Can you copy, word for word, the part of the passage on trial consent and randomization starting at "Following consent and" and ending at "each time period."?

EXCERPT PROVIDED:
=-=-=-=-=
Once eligibility is established, families are contacted for the initial data collection home visit where written informed consent is obtained. Newly recruited participants are not previously enrolled in EFNEP. We have obtained ethical approval to conduct this trial from the University Committee on Research Involving Human Subjects from Michigan State University and the Institutional Review Board for Human Subjects from Colorado State University. Informed consent for voluntary participation is obtained prior to commencement in the study.
Following consent and baseline data collection, mothers are randomized into either the HB or control group. This is done via computer minimization procedure, balancing groups with respect to the county recruitment locations. According to CONSORT guidelines , allocation concealment is used to prevent participants, data collectors, and paraprofessionals from knowing which group the participants will be assigned. Only after enrollment in the program do researchers assign participants into intervention or control groups. The assignment of groups is withheld from data collectors throughout the entire length of the study. Separate paraprofessional instructors deliver either the HB intervention or the traditional nutrition education; separate individuals who are not paraprofessional instructors are trained as data collectors in each county to do the in-home data collection at each time period.
=-=-=-=-=
SOURCE INFORMATION:
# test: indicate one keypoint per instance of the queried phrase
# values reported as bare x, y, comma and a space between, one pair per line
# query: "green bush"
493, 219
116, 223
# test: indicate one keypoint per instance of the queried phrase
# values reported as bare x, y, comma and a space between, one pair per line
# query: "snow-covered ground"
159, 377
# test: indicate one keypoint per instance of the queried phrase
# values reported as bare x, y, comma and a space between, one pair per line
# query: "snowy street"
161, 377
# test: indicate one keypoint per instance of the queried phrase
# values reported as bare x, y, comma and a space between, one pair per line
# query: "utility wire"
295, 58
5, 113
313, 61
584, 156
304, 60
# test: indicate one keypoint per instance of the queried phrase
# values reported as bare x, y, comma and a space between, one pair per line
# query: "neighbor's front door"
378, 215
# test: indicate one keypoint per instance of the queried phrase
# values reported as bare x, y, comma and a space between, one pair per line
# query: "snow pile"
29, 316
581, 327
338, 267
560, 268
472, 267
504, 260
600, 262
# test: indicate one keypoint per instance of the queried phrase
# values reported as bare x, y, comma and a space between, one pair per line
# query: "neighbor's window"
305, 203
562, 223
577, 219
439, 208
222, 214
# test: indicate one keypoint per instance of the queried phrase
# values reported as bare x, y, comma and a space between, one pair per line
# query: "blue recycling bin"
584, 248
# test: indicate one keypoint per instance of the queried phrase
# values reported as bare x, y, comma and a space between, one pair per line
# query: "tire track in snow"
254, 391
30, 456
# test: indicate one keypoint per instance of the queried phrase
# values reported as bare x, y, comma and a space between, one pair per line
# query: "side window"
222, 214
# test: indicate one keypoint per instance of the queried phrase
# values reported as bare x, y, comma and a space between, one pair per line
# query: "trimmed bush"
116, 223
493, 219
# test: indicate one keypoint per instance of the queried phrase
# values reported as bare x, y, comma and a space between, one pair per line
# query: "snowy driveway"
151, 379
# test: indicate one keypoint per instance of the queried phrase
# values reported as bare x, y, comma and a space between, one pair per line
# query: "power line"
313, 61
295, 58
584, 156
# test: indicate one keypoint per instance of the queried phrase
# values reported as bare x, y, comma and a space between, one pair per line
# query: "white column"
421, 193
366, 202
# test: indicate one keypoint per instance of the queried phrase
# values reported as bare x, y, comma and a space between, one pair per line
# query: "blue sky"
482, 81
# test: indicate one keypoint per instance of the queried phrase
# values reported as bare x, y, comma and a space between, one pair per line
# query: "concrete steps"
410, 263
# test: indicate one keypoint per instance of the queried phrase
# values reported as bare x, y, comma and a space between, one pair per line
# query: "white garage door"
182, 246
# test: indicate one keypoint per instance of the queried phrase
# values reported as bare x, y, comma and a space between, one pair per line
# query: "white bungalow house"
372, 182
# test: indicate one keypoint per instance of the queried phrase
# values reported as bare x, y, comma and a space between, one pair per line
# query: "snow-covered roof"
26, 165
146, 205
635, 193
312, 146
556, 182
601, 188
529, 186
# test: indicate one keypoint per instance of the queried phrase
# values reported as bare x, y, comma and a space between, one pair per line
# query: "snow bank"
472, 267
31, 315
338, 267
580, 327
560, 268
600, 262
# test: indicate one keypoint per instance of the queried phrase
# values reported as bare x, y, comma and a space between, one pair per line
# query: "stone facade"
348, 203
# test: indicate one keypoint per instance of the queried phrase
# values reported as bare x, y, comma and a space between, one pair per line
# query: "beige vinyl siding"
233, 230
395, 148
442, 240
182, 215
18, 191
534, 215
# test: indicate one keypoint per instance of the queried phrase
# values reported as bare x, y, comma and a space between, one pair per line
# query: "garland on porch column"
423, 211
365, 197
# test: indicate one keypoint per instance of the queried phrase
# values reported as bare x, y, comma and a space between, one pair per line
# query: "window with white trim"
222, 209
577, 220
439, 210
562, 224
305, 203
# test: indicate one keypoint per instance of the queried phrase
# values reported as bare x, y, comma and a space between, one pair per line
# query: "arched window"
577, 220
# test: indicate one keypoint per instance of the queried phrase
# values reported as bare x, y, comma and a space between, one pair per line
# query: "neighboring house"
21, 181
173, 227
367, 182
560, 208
=-=-=-=-=
SOLVED EXERCISE:
Following consent and baseline data collection, mothers are randomized into either the HB or control group. This is done via computer minimization procedure, balancing groups with respect to the county recruitment locations. According to CONSORT guidelines , allocation concealment is used to prevent participants, data collectors, and paraprofessionals from knowing which group the participants will be assigned. Only after enrollment in the program do researchers assign participants into intervention or control groups. The assignment of groups is withheld from data collectors throughout the entire length of the study. Separate paraprofessional instructors deliver either the HB intervention or the traditional nutrition education; separate individuals who are not paraprofessional instructors are trained as data collectors in each county to do the in-home data collection at each time period.